It’s been an absolute pleasure taking my time reading through the stories in this anthology. I made a daily habit of reading a single story every morning and felt the effect of each distinctive voice hover in the back of my mind throughout the rest of the day. Series editor Heidi Pitlor gives an impassioned and inspiring statement about what a lively presence the short story maintains in the minds of readers and in the marketplace. While Jennifer Egan acknowledges in her well-reasoned introduction that no such anthology can be truly authoritative despite the 120 stories she considered in total. But nevertheless the “excellent” mission of such a book respectably stands as a celebration of the short story and she gives intelligent reasons for the inclusion of each one she selected. More crucially, she hopes the stories will initiate a conversation. Having read all of these diverse and entertaining stories I now eagerly want to discuss all of them.

It’s not often that I read books a second time for the plain fact that there are so many new ones I want to get to. Sometimes I will recall a particular scene that I found powerful in a book which I’ll flip back to or I might read a particular favourite short story from a collection I read ages ago. But, in general, I’m too greedy to turn back to something I’ve already experienced even though I know I’ll find new meanings when reading a good book again. However, there are some titles I’ve revisited multiple times. In their own ways I find them endlessly rewarding as I get something new from them each time.

□ □ □ □ □

# Required actions:
**a.** In the passage about reading, how many stories did Jennifer Egan consider in total for the anthology?
**b.** Please write the next few sentences of the passage about reading, picking up after its final sentence.
The entries have no connection to the passage about reading.

# Material shown:
□ □ □ □ □

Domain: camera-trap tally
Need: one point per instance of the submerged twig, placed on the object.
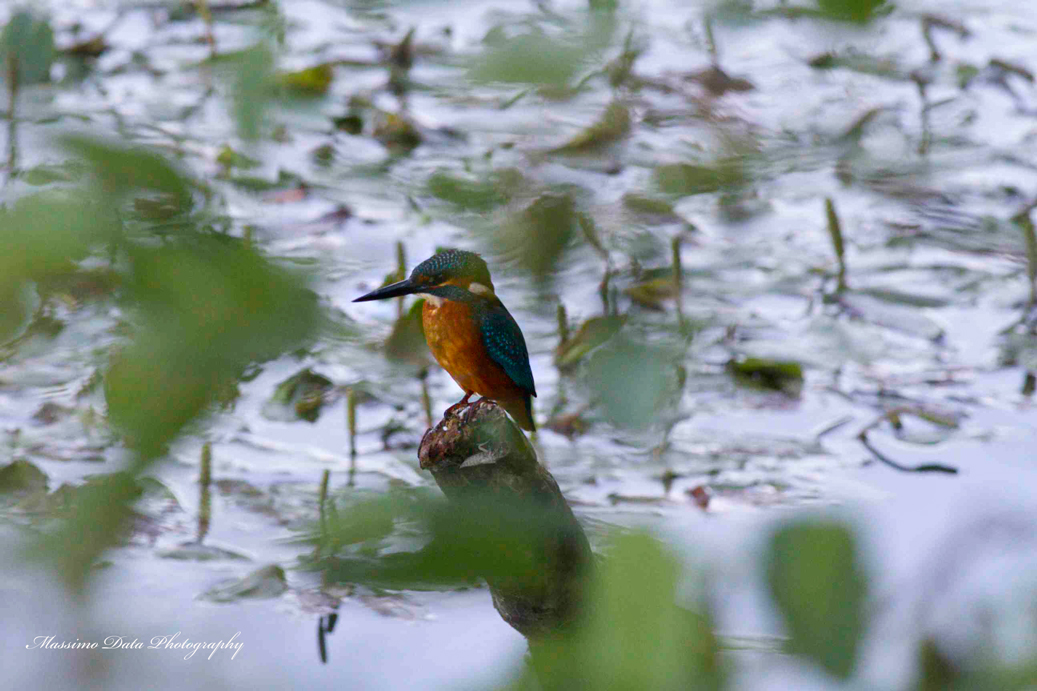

□ □ □ □ □

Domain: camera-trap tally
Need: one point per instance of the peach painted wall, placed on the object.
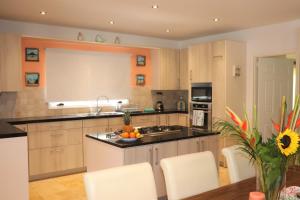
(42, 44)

□ □ □ □ □

# Task responses:
**a.** She considered 120 stories.

**b.**
The Waves by Virginia Woolf

This is by far the book I’ve read the most times in my life. The entire movement of life from childhood to old age perfectly encapsulated in six distinct “voices” speaking out of some subterranean region of consciousness. As I grow older I connect in different ways with the characters at different ages. There is stunning poetry in the prose so it can be enjoyed for its sheet beauty. Or you can reread passages for their depth of thought. It’s the most artful novel I’ve ever read.

 

The Journals of Joyce Carol Oates: 1973-1982

More than any other book here, I can flip to any entry in these journals to become immediately immersed in reading about Oates’ thoughts on literature or her philosophical meditations on the state of being. Unlike her beautifully crafted fiction, the thoughts in this book come so directly that their honesty speaks directly to me. Whether luxuriating in her touching descriptions of the natural world or enjoying her thoughts on what she’s reading or other authors she encounters, these journals are a joy to read. Since this only covers a ten year period of her life, I can only hope that Oates and her biographer Greg Johnson will one day return to this project to publish more of her journals.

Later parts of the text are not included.